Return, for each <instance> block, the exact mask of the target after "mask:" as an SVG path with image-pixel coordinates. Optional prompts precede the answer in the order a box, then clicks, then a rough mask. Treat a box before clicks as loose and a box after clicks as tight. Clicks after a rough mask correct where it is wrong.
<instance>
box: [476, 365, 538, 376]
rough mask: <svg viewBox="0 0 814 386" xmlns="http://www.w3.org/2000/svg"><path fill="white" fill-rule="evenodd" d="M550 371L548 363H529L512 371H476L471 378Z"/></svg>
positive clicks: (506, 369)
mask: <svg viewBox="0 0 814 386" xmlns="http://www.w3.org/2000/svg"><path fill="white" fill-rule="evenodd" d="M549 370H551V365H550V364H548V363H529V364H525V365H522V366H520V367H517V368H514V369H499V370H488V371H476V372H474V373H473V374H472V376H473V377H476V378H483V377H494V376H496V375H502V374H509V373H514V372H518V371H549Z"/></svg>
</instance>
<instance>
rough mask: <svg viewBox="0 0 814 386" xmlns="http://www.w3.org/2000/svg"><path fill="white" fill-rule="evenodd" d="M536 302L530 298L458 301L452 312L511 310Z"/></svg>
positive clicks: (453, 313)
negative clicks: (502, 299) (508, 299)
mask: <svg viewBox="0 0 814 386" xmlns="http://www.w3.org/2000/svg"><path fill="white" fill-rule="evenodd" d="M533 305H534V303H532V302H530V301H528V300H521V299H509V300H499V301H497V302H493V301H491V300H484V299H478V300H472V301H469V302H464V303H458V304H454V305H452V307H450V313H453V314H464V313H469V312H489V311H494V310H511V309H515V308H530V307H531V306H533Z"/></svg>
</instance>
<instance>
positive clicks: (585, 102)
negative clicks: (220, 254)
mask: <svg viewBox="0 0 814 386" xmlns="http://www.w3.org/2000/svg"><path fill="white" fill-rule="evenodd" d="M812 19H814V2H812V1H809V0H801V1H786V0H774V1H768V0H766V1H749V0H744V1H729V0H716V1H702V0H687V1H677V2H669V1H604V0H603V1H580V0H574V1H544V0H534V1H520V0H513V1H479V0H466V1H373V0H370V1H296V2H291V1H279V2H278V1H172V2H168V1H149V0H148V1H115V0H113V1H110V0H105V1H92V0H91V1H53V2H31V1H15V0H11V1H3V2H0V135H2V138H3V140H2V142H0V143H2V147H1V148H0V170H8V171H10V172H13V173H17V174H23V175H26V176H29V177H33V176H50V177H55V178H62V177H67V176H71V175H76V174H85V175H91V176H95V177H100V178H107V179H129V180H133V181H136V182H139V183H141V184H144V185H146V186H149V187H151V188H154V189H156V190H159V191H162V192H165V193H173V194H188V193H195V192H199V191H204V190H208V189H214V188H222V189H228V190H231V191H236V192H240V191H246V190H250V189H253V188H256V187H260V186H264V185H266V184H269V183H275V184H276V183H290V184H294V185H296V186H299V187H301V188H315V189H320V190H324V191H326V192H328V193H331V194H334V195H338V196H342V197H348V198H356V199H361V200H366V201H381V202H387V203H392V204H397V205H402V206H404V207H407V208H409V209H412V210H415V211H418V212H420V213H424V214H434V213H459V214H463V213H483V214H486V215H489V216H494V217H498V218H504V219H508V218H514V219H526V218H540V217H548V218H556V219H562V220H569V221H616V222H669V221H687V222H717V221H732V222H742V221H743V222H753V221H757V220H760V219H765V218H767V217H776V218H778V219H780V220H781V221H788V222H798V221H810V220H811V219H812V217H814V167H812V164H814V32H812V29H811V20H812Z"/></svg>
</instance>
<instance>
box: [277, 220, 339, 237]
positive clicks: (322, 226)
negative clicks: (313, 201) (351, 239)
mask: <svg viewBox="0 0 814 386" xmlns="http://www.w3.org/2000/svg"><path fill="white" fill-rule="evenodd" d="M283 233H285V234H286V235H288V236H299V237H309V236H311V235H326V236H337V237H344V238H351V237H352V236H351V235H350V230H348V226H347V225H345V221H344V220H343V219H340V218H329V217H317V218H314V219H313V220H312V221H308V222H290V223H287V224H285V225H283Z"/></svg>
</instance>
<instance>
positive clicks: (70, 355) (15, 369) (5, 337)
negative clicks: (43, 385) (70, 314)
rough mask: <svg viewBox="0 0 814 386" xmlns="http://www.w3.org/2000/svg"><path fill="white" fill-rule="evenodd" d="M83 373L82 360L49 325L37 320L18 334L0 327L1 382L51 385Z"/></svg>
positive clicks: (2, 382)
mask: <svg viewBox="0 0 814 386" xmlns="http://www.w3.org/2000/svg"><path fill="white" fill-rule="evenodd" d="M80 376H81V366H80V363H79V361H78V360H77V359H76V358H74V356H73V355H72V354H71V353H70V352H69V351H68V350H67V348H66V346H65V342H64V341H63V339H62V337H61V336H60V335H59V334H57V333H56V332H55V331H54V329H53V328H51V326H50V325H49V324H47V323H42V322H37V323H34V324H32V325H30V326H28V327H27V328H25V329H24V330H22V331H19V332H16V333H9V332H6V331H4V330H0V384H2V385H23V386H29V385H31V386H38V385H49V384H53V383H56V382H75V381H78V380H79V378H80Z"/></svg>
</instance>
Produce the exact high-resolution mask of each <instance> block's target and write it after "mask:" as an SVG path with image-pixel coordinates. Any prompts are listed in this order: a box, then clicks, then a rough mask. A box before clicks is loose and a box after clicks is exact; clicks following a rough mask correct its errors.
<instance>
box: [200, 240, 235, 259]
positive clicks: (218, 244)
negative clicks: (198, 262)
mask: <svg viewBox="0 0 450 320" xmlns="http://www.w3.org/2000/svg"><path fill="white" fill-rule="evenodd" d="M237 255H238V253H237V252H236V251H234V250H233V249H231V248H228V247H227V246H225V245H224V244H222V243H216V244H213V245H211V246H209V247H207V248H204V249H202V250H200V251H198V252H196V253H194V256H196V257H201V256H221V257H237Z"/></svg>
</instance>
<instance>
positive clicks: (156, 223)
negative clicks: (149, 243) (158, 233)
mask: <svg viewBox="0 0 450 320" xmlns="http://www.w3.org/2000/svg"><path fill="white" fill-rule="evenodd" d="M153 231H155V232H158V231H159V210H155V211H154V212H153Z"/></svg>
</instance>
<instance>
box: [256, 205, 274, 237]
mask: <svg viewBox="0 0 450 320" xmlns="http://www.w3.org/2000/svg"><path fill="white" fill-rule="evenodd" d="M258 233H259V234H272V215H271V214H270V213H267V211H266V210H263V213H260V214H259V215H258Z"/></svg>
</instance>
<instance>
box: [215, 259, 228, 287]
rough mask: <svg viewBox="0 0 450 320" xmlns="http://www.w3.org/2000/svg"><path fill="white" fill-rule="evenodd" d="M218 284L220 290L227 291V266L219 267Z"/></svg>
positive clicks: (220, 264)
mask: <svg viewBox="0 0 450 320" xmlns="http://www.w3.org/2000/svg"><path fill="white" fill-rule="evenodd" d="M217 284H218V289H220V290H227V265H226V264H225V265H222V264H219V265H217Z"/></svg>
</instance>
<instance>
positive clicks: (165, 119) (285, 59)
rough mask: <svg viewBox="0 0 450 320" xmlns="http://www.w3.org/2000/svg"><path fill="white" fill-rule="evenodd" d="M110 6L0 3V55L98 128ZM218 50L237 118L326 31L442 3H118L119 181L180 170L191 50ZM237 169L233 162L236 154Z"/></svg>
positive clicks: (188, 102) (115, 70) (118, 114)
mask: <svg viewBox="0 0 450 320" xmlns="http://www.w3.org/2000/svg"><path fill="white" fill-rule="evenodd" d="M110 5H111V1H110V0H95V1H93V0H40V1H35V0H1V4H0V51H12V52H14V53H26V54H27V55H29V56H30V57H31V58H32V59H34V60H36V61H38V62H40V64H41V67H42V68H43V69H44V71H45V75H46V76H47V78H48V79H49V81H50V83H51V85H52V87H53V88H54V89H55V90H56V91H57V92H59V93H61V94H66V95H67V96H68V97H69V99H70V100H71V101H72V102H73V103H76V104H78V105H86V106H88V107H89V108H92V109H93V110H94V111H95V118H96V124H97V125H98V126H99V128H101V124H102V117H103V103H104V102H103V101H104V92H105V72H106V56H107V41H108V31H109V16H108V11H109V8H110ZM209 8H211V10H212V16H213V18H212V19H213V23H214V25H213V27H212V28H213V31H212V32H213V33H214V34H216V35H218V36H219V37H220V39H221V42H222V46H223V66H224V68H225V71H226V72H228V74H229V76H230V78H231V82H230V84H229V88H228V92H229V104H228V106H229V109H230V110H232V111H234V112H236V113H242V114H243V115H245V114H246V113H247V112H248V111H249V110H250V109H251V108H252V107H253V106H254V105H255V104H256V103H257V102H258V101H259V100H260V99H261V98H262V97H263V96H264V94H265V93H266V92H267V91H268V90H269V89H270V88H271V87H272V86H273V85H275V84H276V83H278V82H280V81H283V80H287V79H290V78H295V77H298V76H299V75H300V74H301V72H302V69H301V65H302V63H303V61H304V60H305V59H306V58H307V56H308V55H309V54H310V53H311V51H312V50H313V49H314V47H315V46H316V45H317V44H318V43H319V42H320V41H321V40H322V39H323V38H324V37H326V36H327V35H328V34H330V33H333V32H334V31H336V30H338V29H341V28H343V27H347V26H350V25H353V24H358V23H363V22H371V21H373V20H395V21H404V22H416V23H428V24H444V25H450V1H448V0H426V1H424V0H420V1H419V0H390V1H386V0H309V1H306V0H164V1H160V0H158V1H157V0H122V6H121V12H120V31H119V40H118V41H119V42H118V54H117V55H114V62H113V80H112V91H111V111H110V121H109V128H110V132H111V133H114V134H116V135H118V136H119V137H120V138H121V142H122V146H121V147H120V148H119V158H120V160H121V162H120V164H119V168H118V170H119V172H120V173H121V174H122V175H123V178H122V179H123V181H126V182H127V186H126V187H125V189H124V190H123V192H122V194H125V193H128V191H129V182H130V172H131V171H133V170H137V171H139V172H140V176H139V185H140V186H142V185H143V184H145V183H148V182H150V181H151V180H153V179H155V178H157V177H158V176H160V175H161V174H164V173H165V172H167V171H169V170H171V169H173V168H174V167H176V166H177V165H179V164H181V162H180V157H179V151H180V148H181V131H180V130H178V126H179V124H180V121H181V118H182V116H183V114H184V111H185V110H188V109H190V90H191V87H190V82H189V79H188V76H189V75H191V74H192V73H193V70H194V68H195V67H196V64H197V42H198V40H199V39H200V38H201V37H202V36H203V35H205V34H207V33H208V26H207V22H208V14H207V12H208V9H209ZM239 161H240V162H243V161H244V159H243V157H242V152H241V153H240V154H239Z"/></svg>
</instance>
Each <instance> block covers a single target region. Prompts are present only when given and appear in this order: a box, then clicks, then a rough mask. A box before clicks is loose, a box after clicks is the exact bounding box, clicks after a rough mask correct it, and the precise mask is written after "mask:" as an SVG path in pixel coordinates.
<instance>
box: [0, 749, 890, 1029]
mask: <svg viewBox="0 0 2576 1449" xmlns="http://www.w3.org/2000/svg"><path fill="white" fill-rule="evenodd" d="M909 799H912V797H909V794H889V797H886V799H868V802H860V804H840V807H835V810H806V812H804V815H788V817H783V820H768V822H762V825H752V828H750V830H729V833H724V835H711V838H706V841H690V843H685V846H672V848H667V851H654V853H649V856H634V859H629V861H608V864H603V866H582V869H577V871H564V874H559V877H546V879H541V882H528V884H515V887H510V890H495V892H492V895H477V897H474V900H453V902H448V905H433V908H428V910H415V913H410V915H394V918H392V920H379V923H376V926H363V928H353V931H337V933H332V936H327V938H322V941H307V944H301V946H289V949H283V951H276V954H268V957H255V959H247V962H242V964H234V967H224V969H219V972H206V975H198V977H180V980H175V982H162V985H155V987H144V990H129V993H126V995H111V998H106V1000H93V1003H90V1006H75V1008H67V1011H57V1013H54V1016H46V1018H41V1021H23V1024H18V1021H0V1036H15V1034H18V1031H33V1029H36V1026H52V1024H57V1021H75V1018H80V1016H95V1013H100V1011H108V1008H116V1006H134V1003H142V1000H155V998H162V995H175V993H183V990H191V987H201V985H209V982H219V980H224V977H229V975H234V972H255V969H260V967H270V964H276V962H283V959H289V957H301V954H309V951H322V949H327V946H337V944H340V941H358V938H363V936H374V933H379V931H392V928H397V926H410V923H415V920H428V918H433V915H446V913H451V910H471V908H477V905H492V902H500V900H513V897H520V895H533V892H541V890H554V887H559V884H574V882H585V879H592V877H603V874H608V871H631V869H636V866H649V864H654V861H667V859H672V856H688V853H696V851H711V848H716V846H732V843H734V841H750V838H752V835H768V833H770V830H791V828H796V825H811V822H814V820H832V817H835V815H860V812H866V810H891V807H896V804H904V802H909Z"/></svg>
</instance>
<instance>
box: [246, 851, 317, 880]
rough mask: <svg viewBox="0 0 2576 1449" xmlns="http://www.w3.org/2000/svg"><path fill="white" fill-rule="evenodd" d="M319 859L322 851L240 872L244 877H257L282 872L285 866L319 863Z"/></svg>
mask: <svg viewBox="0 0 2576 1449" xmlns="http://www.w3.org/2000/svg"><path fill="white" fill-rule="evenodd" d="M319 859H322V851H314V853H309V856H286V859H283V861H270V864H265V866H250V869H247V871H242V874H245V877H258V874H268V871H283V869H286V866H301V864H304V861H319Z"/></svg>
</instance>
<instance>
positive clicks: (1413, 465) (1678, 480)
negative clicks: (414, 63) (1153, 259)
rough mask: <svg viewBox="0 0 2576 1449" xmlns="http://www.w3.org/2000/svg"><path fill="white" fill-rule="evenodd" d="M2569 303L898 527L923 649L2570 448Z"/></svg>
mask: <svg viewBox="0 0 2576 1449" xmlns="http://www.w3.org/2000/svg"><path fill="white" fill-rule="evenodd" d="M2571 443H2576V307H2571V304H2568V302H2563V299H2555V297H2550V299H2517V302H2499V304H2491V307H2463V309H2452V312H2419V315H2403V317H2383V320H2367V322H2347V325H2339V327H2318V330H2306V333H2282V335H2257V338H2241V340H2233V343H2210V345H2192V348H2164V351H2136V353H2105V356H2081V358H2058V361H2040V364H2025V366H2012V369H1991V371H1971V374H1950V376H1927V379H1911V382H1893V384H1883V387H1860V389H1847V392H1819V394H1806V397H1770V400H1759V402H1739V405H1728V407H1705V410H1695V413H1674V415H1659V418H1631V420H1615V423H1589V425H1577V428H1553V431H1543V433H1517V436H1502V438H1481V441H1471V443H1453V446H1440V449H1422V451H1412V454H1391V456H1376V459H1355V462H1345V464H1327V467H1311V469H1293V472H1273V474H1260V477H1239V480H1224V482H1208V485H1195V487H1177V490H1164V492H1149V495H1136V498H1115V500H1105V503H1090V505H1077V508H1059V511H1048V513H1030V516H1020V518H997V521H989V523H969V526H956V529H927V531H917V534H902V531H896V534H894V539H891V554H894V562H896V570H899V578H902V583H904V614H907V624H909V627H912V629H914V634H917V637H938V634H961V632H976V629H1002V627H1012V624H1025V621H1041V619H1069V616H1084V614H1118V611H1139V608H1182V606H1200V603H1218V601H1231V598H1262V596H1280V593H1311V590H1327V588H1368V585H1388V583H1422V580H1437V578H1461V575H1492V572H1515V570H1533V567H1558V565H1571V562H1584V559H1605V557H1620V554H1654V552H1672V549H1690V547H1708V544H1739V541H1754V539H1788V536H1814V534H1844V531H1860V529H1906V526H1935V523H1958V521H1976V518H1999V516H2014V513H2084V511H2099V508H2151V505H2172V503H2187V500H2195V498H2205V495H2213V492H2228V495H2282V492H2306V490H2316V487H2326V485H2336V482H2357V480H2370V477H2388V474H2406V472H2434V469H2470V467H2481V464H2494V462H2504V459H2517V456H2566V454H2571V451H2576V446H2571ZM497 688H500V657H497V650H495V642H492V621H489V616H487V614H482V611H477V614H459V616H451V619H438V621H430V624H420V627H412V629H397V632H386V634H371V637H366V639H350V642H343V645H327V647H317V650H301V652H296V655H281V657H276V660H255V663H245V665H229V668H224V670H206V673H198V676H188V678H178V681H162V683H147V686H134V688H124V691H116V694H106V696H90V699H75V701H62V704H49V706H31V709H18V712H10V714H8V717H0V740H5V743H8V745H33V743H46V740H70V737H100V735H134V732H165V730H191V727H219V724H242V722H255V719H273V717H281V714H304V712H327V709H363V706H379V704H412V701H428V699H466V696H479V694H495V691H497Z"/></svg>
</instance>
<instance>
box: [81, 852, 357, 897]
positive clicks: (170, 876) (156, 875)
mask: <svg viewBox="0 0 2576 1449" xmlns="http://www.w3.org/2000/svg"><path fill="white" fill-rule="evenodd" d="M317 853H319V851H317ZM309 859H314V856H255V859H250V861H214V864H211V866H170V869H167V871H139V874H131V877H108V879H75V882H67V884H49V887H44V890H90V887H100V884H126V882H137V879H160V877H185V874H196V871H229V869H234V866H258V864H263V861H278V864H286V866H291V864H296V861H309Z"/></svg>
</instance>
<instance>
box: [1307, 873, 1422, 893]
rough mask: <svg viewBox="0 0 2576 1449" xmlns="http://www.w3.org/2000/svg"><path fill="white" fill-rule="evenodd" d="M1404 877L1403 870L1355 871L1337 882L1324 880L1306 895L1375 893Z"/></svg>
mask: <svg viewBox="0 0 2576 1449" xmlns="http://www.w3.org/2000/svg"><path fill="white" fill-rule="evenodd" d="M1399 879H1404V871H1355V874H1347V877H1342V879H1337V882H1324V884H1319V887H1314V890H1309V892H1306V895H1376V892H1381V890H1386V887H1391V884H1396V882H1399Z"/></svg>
+ + + + +
Print the material above verbatim, first line through the line containing "positive clicks: (585, 102)", both included.

Answer to the problem:
Return, for each <instance> block, the exact mask of the target after "mask:" as an SVG path with image-pixel coordinates. Optional prompts precede the answer in the order a box, then clicks, then a rough mask. Treat a box before clicks as loose and a box after clicks as tight. Clicks after a rough mask correct where it is wrong.
<instance>
box: [476, 365, 538, 376]
rough mask: <svg viewBox="0 0 814 386" xmlns="http://www.w3.org/2000/svg"><path fill="white" fill-rule="evenodd" d="M550 371L548 363H529L512 371H476L471 378Z"/></svg>
positive clicks: (506, 369)
mask: <svg viewBox="0 0 814 386" xmlns="http://www.w3.org/2000/svg"><path fill="white" fill-rule="evenodd" d="M549 370H551V365H550V364H548V363H529V364H525V365H522V366H520V367H517V368H514V369H499V370H488V371H476V372H474V373H473V374H472V376H473V377H476V378H483V377H494V376H496V375H502V374H509V373H514V372H518V371H549Z"/></svg>
</instance>
<instance>
rough mask: <svg viewBox="0 0 814 386" xmlns="http://www.w3.org/2000/svg"><path fill="white" fill-rule="evenodd" d="M536 302L530 298L458 301L452 312L511 310Z"/></svg>
positive clicks: (453, 313)
negative clicks: (502, 299) (508, 299)
mask: <svg viewBox="0 0 814 386" xmlns="http://www.w3.org/2000/svg"><path fill="white" fill-rule="evenodd" d="M533 305H534V303H532V302H530V301H528V300H521V299H509V300H499V301H497V302H493V301H491V300H484V299H478V300H472V301H469V302H464V303H458V304H454V305H452V307H450V313H453V314H464V313H469V312H489V311H494V310H511V309H515V308H530V307H531V306H533Z"/></svg>
</instance>
<instance>
positive clicks: (585, 102)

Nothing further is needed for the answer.